▶ **Task description**: Please transcribe the passage about The Innovators, beginning at the words "The Innovators: How" and stopping after "Simon & Schuster.".

▶ **Document passage**:

▼

The Innovators: How a Group of Hackers, Geniuses, and Geeks Created the Digital Revolution is an overview of the history of computer science and the Digital Revolution. It was written by Walter Isaacson, and published in 2014 by Simon & Schuster.

The book summarizes the contributions of several innovators who have made pivotal breakthroughs in computer technology and its applications—from the world's first computer programmer, Ada Lovelace, and Alan Turing's work in artificial intelligence, through the Information Age of the present.

Corrections
In December 2015, Simon & Schuster published a revised electronic edition of The Innovators, which corrected significant errors and omissions in the original edition's Chapter 9, which covers Software. Isaacson – who in researching the book interviewed Bill Gates but not Paul Allen – had assigned virtually all credit for the company's early innovations and success to Gates, when in fact they were the product of highly collaborative efforts by several people, including Allen. In the revised edition, among other edits, Isaacson includes archival material from 1981 in which Gates credits Allen for being the “idea man” in charge of R&D at Microsoft, while he, Gates, was “the frontman running the business.”

▲

▶ **Given entries**:
▼

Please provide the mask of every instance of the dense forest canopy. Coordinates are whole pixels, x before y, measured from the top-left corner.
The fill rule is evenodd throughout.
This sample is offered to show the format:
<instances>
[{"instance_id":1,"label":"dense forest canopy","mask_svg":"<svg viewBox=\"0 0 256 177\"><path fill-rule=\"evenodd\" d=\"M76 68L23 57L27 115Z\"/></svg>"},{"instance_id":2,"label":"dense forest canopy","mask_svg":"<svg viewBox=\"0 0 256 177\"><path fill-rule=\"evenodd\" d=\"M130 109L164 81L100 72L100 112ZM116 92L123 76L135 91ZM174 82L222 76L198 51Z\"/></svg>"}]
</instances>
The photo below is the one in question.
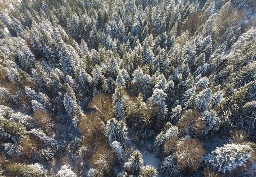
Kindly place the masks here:
<instances>
[{"instance_id":1,"label":"dense forest canopy","mask_svg":"<svg viewBox=\"0 0 256 177\"><path fill-rule=\"evenodd\" d=\"M0 1L0 176L254 176L256 0Z\"/></svg>"}]
</instances>

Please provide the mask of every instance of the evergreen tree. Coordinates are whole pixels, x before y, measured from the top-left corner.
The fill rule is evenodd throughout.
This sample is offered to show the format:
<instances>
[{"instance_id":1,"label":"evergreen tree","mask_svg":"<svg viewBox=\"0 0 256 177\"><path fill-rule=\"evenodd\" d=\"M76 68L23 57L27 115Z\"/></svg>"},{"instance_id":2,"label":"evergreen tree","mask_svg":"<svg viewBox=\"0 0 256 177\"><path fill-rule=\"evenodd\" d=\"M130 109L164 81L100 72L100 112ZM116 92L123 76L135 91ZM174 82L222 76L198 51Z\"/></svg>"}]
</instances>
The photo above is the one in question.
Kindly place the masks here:
<instances>
[{"instance_id":1,"label":"evergreen tree","mask_svg":"<svg viewBox=\"0 0 256 177\"><path fill-rule=\"evenodd\" d=\"M58 172L57 176L60 177L76 177L77 176L72 171L70 166L68 165L62 166L61 170Z\"/></svg>"},{"instance_id":2,"label":"evergreen tree","mask_svg":"<svg viewBox=\"0 0 256 177\"><path fill-rule=\"evenodd\" d=\"M166 157L159 168L159 172L166 173L169 175L177 174L179 171L180 168L174 155Z\"/></svg>"},{"instance_id":3,"label":"evergreen tree","mask_svg":"<svg viewBox=\"0 0 256 177\"><path fill-rule=\"evenodd\" d=\"M119 68L116 59L113 57L108 66L107 70L108 77L111 77L114 80L116 80L119 73Z\"/></svg>"},{"instance_id":4,"label":"evergreen tree","mask_svg":"<svg viewBox=\"0 0 256 177\"><path fill-rule=\"evenodd\" d=\"M151 165L147 165L143 167L140 171L142 177L154 177L157 175L157 171L156 168Z\"/></svg>"},{"instance_id":5,"label":"evergreen tree","mask_svg":"<svg viewBox=\"0 0 256 177\"><path fill-rule=\"evenodd\" d=\"M123 158L123 149L120 142L117 141L114 141L110 145L112 151L116 154L117 158L119 160L122 160Z\"/></svg>"},{"instance_id":6,"label":"evergreen tree","mask_svg":"<svg viewBox=\"0 0 256 177\"><path fill-rule=\"evenodd\" d=\"M154 31L157 35L161 33L164 29L164 20L163 12L161 12L156 18L154 24Z\"/></svg>"},{"instance_id":7,"label":"evergreen tree","mask_svg":"<svg viewBox=\"0 0 256 177\"><path fill-rule=\"evenodd\" d=\"M217 147L204 158L207 164L225 173L244 166L253 152L250 143L244 145L227 144Z\"/></svg>"},{"instance_id":8,"label":"evergreen tree","mask_svg":"<svg viewBox=\"0 0 256 177\"><path fill-rule=\"evenodd\" d=\"M31 165L12 163L6 168L8 174L13 176L40 177L46 175L47 172L44 166L37 163Z\"/></svg>"},{"instance_id":9,"label":"evergreen tree","mask_svg":"<svg viewBox=\"0 0 256 177\"><path fill-rule=\"evenodd\" d=\"M204 89L196 95L195 104L200 113L204 113L209 108L211 99L212 90L209 89Z\"/></svg>"},{"instance_id":10,"label":"evergreen tree","mask_svg":"<svg viewBox=\"0 0 256 177\"><path fill-rule=\"evenodd\" d=\"M22 68L29 72L34 67L35 59L29 47L21 41L18 44L18 59Z\"/></svg>"},{"instance_id":11,"label":"evergreen tree","mask_svg":"<svg viewBox=\"0 0 256 177\"><path fill-rule=\"evenodd\" d=\"M142 159L142 155L138 150L134 151L131 154L131 157L128 162L125 164L125 168L133 173L138 172L143 166L144 160Z\"/></svg>"}]
</instances>

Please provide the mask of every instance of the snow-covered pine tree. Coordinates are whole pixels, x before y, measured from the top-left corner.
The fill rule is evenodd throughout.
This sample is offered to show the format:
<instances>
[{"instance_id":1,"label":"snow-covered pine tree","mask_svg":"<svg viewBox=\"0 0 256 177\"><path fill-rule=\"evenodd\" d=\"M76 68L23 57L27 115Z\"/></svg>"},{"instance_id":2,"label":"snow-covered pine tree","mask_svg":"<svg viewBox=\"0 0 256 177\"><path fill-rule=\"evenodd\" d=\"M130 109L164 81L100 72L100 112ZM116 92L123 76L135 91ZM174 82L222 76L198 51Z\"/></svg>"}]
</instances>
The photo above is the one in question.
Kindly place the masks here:
<instances>
[{"instance_id":1,"label":"snow-covered pine tree","mask_svg":"<svg viewBox=\"0 0 256 177\"><path fill-rule=\"evenodd\" d=\"M147 165L141 168L140 177L155 177L157 176L157 171L154 166Z\"/></svg>"},{"instance_id":2,"label":"snow-covered pine tree","mask_svg":"<svg viewBox=\"0 0 256 177\"><path fill-rule=\"evenodd\" d=\"M6 167L8 174L13 176L40 177L46 175L47 170L43 165L38 163L25 165L12 163Z\"/></svg>"},{"instance_id":3,"label":"snow-covered pine tree","mask_svg":"<svg viewBox=\"0 0 256 177\"><path fill-rule=\"evenodd\" d=\"M123 159L124 150L120 142L117 141L114 141L110 144L112 151L116 154L118 159L122 160Z\"/></svg>"},{"instance_id":4,"label":"snow-covered pine tree","mask_svg":"<svg viewBox=\"0 0 256 177\"><path fill-rule=\"evenodd\" d=\"M197 107L201 113L203 113L210 105L212 90L207 88L199 92L195 96L195 102Z\"/></svg>"},{"instance_id":5,"label":"snow-covered pine tree","mask_svg":"<svg viewBox=\"0 0 256 177\"><path fill-rule=\"evenodd\" d=\"M180 171L177 160L175 155L171 155L164 159L161 163L159 172L166 173L169 175L177 174Z\"/></svg>"},{"instance_id":6,"label":"snow-covered pine tree","mask_svg":"<svg viewBox=\"0 0 256 177\"><path fill-rule=\"evenodd\" d=\"M128 161L125 163L125 168L132 173L135 173L140 171L143 163L141 153L139 150L135 150L131 154Z\"/></svg>"},{"instance_id":7,"label":"snow-covered pine tree","mask_svg":"<svg viewBox=\"0 0 256 177\"><path fill-rule=\"evenodd\" d=\"M108 77L111 77L114 81L119 73L119 67L116 60L112 57L107 67Z\"/></svg>"},{"instance_id":8,"label":"snow-covered pine tree","mask_svg":"<svg viewBox=\"0 0 256 177\"><path fill-rule=\"evenodd\" d=\"M227 144L218 147L210 154L204 157L207 164L219 171L225 173L231 171L239 166L245 165L251 157L253 151L249 143L246 144Z\"/></svg>"}]
</instances>

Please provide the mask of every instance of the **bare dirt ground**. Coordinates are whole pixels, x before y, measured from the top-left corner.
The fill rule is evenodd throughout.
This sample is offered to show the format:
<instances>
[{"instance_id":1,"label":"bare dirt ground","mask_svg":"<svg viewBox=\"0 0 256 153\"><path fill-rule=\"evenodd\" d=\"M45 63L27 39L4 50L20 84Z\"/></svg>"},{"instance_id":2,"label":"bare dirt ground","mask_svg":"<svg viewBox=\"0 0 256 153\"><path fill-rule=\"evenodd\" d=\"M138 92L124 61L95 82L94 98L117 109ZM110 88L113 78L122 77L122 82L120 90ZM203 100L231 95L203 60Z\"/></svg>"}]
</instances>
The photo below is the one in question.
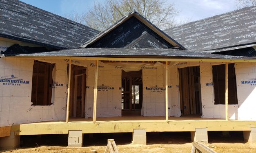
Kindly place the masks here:
<instances>
[{"instance_id":1,"label":"bare dirt ground","mask_svg":"<svg viewBox=\"0 0 256 153\"><path fill-rule=\"evenodd\" d=\"M27 136L21 138L22 147L2 151L5 153L104 153L107 139L114 138L120 153L190 153L192 147L190 133L147 133L147 145L131 144L131 134L100 134L84 136L82 148L67 147L67 136ZM240 133L231 133L223 136L221 133L208 133L207 145L219 153L256 153L256 144L243 142Z\"/></svg>"},{"instance_id":2,"label":"bare dirt ground","mask_svg":"<svg viewBox=\"0 0 256 153\"><path fill-rule=\"evenodd\" d=\"M208 144L209 147L219 153L256 153L256 144L248 143L214 143ZM192 143L184 144L154 144L147 145L131 144L118 145L120 153L190 153ZM4 153L104 153L105 146L91 146L83 148L68 148L64 146L41 146L29 148L20 148L4 151Z\"/></svg>"}]
</instances>

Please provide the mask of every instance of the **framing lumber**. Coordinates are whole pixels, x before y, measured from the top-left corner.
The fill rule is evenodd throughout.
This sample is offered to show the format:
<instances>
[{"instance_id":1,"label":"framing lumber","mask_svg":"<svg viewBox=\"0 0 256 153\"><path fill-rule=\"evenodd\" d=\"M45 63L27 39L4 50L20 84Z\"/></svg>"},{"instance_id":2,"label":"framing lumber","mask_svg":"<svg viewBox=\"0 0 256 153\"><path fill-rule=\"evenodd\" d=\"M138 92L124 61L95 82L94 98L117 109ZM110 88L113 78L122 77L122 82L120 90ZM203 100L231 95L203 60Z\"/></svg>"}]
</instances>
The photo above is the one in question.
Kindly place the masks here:
<instances>
[{"instance_id":1,"label":"framing lumber","mask_svg":"<svg viewBox=\"0 0 256 153\"><path fill-rule=\"evenodd\" d=\"M92 118L71 118L67 124L61 121L13 125L11 132L16 135L68 134L69 131L79 129L83 133L127 133L138 128L146 129L147 132L178 132L194 131L196 128L207 128L208 131L251 131L252 127L256 127L256 121L170 117L167 122L164 117L138 118L98 118L97 124Z\"/></svg>"},{"instance_id":2,"label":"framing lumber","mask_svg":"<svg viewBox=\"0 0 256 153\"><path fill-rule=\"evenodd\" d=\"M82 74L82 108L81 108L81 111L82 112L81 112L81 117L85 117L85 74Z\"/></svg>"},{"instance_id":3,"label":"framing lumber","mask_svg":"<svg viewBox=\"0 0 256 153\"><path fill-rule=\"evenodd\" d=\"M69 123L69 101L70 101L70 82L71 80L71 59L69 59L69 81L67 88L67 117L66 122Z\"/></svg>"},{"instance_id":4,"label":"framing lumber","mask_svg":"<svg viewBox=\"0 0 256 153\"><path fill-rule=\"evenodd\" d=\"M96 109L97 108L97 92L98 91L98 61L96 61L96 70L95 71L95 77L94 77L94 94L93 97L93 123L96 122Z\"/></svg>"},{"instance_id":5,"label":"framing lumber","mask_svg":"<svg viewBox=\"0 0 256 153\"><path fill-rule=\"evenodd\" d=\"M11 126L0 127L0 137L7 137L11 135Z\"/></svg>"},{"instance_id":6,"label":"framing lumber","mask_svg":"<svg viewBox=\"0 0 256 153\"><path fill-rule=\"evenodd\" d=\"M168 122L168 61L165 62L165 120Z\"/></svg>"},{"instance_id":7,"label":"framing lumber","mask_svg":"<svg viewBox=\"0 0 256 153\"><path fill-rule=\"evenodd\" d=\"M120 58L103 57L83 57L68 56L15 56L4 57L6 58L17 58L32 59L67 59L72 60L88 60L98 61L198 61L216 62L256 62L256 59L171 59L149 58Z\"/></svg>"},{"instance_id":8,"label":"framing lumber","mask_svg":"<svg viewBox=\"0 0 256 153\"><path fill-rule=\"evenodd\" d=\"M193 142L193 146L191 153L195 153L196 152L201 152L204 153L217 153L213 150L208 147L205 145L198 142ZM200 151L198 152L198 151ZM198 152L196 152L196 151Z\"/></svg>"},{"instance_id":9,"label":"framing lumber","mask_svg":"<svg viewBox=\"0 0 256 153\"><path fill-rule=\"evenodd\" d=\"M229 120L229 97L228 97L228 64L226 63L225 69L225 108L226 120Z\"/></svg>"}]
</instances>

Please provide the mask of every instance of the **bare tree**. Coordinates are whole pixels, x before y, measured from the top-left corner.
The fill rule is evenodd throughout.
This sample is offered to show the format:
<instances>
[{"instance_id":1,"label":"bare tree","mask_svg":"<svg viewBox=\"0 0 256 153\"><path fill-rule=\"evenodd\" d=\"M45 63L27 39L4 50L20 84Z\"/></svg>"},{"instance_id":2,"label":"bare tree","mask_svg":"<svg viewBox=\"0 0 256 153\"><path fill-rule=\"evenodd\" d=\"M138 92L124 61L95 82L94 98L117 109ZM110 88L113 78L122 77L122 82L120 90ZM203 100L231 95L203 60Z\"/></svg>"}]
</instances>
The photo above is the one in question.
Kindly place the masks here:
<instances>
[{"instance_id":1,"label":"bare tree","mask_svg":"<svg viewBox=\"0 0 256 153\"><path fill-rule=\"evenodd\" d=\"M102 31L134 10L162 29L175 25L174 17L179 12L165 0L106 0L96 1L86 13L67 17Z\"/></svg>"},{"instance_id":2,"label":"bare tree","mask_svg":"<svg viewBox=\"0 0 256 153\"><path fill-rule=\"evenodd\" d=\"M256 0L236 0L236 1L238 8L256 6Z\"/></svg>"},{"instance_id":3,"label":"bare tree","mask_svg":"<svg viewBox=\"0 0 256 153\"><path fill-rule=\"evenodd\" d=\"M78 13L75 11L73 11L71 13L66 14L65 17L80 24L86 24L85 15L85 13L84 12Z\"/></svg>"}]
</instances>

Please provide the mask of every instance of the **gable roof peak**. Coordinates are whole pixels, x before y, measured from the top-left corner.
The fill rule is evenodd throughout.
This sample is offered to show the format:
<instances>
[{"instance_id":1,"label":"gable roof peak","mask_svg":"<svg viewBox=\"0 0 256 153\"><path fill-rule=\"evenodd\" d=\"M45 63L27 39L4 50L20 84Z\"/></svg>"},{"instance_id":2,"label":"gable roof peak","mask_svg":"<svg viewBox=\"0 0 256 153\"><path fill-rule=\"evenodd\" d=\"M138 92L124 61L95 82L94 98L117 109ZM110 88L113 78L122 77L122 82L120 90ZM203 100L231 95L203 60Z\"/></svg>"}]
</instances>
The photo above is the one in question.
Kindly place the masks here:
<instances>
[{"instance_id":1,"label":"gable roof peak","mask_svg":"<svg viewBox=\"0 0 256 153\"><path fill-rule=\"evenodd\" d=\"M137 27L136 26L136 25ZM140 29L140 31L138 31L139 28L138 28L138 26L140 27L141 28L143 28L144 29ZM135 30L136 28L136 30ZM118 30L117 29L119 30ZM127 29L130 29L131 31ZM126 33L126 32L128 33ZM131 33L130 35L133 35L135 36L135 37L131 38L130 36L127 36L127 35L129 34L130 33ZM122 33L125 35L122 35ZM108 35L109 36L111 35L112 35L112 37L108 37ZM157 40L158 42L160 42L160 43L162 43L164 46L162 46L163 47L162 48L161 46L158 46L157 45L152 44L155 43L154 42L150 42L150 43L152 44L151 46L148 45L145 48L152 47L155 48L159 47L160 48L175 48L185 49L181 45L140 15L135 10L123 17L104 31L102 31L82 45L80 47L133 48L134 47L134 46L130 45L130 44L137 42L139 40L138 39L141 39L143 35L145 35L144 37L147 35L147 37L149 36L149 37L151 36L151 37L154 37L154 39L157 38L158 39ZM114 40L115 38L118 40L116 41L117 42L115 42L114 43L114 45L113 44L112 45L109 44L105 44L103 45L102 44L103 42L105 42L106 43L106 42L109 39ZM125 39L126 39L124 40ZM127 39L129 39L127 40ZM120 41L120 39L121 39L121 41ZM109 42L108 42L109 43ZM120 44L120 43L123 43L123 44ZM154 45L156 46L154 46ZM139 48L141 48L145 47L145 46L142 46L142 47L141 47L142 46L140 46Z\"/></svg>"}]
</instances>

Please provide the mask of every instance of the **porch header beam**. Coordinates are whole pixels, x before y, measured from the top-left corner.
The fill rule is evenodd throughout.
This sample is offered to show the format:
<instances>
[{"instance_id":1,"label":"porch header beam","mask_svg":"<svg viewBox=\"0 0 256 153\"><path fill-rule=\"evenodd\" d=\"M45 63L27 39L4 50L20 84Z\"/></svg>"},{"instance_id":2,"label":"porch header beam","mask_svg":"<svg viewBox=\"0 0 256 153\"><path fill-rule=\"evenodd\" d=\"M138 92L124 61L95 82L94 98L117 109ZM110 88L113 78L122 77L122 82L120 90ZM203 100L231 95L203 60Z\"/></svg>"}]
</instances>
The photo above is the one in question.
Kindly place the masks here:
<instances>
[{"instance_id":1,"label":"porch header beam","mask_svg":"<svg viewBox=\"0 0 256 153\"><path fill-rule=\"evenodd\" d=\"M88 60L99 61L195 61L220 62L256 62L256 59L165 59L149 58L117 58L104 57L82 57L68 56L13 56L4 58L41 59L71 59L71 60Z\"/></svg>"}]
</instances>

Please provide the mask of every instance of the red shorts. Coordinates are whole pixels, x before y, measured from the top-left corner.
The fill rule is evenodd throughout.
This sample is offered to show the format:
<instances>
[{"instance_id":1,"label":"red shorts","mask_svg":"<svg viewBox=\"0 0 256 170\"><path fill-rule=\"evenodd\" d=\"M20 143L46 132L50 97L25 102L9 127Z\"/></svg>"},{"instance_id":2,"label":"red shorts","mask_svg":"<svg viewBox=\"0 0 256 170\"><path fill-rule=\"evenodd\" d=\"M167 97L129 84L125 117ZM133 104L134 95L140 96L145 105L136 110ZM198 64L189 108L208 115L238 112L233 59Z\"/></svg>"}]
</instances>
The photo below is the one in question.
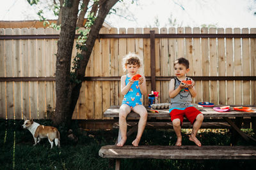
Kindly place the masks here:
<instances>
[{"instance_id":1,"label":"red shorts","mask_svg":"<svg viewBox=\"0 0 256 170\"><path fill-rule=\"evenodd\" d=\"M202 113L201 111L196 109L195 107L189 106L186 108L185 110L173 109L170 113L170 115L171 116L172 122L175 118L179 118L181 124L182 124L184 116L185 116L190 123L193 124L197 115L200 113Z\"/></svg>"}]
</instances>

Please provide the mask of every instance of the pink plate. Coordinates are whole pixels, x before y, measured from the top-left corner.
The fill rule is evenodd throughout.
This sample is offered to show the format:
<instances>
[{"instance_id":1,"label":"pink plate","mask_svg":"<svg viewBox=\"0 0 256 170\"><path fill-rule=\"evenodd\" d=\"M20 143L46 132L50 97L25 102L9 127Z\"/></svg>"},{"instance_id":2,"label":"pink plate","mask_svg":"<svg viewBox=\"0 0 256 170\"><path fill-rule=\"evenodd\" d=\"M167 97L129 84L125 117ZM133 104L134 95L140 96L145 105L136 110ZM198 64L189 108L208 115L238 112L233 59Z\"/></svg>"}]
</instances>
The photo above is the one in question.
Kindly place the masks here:
<instances>
[{"instance_id":1,"label":"pink plate","mask_svg":"<svg viewBox=\"0 0 256 170\"><path fill-rule=\"evenodd\" d=\"M221 110L220 107L214 107L213 110L215 111L217 111L218 112L225 112L225 111L228 111L230 110L230 109L225 109L225 110Z\"/></svg>"}]
</instances>

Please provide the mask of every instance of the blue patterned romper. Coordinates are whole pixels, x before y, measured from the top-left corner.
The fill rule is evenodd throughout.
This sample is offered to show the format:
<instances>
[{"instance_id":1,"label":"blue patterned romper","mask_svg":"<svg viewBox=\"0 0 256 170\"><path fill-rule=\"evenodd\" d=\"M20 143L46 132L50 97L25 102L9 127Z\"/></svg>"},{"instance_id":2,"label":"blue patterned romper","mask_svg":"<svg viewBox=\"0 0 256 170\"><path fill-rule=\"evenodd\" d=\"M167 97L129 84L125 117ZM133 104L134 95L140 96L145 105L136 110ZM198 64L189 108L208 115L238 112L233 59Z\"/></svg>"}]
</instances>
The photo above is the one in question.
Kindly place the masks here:
<instances>
[{"instance_id":1,"label":"blue patterned romper","mask_svg":"<svg viewBox=\"0 0 256 170\"><path fill-rule=\"evenodd\" d=\"M128 84L129 80L130 78L129 78L127 75L126 75L125 85ZM142 104L141 97L142 94L140 92L139 87L139 81L135 81L131 86L130 90L124 96L124 99L122 104L126 104L129 106L131 108L132 108L137 105Z\"/></svg>"}]
</instances>

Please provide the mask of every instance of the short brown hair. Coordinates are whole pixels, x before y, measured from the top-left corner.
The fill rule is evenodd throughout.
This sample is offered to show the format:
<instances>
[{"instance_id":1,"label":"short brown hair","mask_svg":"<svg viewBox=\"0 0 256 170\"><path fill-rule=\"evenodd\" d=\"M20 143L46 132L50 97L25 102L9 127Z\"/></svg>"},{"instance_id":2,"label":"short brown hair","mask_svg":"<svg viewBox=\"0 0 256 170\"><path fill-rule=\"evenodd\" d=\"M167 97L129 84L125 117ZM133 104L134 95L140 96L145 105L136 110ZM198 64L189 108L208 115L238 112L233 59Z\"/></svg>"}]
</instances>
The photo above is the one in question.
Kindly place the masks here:
<instances>
[{"instance_id":1,"label":"short brown hair","mask_svg":"<svg viewBox=\"0 0 256 170\"><path fill-rule=\"evenodd\" d=\"M140 67L140 61L139 58L137 57L131 57L129 59L127 59L125 63L125 66L127 66L127 64L132 64L132 65L138 65L139 67Z\"/></svg>"},{"instance_id":2,"label":"short brown hair","mask_svg":"<svg viewBox=\"0 0 256 170\"><path fill-rule=\"evenodd\" d=\"M175 66L177 64L182 64L186 67L186 69L189 67L189 62L188 60L184 57L180 57L174 61L173 66Z\"/></svg>"}]
</instances>

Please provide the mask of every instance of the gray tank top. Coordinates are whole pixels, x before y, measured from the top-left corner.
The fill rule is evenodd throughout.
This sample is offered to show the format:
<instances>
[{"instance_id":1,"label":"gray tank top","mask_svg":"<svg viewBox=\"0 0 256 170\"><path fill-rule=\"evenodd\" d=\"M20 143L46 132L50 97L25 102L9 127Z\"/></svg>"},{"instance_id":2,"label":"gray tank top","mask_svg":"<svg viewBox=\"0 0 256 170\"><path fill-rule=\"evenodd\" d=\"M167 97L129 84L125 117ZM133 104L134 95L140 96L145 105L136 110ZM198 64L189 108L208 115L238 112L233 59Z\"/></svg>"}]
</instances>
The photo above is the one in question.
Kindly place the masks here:
<instances>
[{"instance_id":1,"label":"gray tank top","mask_svg":"<svg viewBox=\"0 0 256 170\"><path fill-rule=\"evenodd\" d=\"M180 84L180 81L177 78L174 78L175 87L174 89L178 88ZM191 80L190 78L187 77L186 80ZM170 108L187 108L191 105L192 101L191 95L188 89L184 89L173 98L171 98L171 106Z\"/></svg>"}]
</instances>

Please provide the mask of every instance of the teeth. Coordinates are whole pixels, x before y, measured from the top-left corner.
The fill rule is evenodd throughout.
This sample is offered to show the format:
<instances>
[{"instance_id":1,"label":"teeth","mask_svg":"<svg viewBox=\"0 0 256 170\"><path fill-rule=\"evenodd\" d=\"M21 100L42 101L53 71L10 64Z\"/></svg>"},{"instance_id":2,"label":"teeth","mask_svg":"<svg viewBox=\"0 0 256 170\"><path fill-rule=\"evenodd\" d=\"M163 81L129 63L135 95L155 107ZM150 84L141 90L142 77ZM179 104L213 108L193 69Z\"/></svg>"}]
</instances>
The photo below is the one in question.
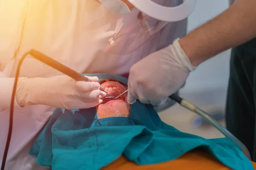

▲

▶ **Solution**:
The Innovators: How a Group of Hackers, Geniuses, and Geeks Created the Digital Revolution is an overview of the history of computer science and the Digital Revolution. It was written by Walter Isaacson, and published in 2014 by Simon & Schuster.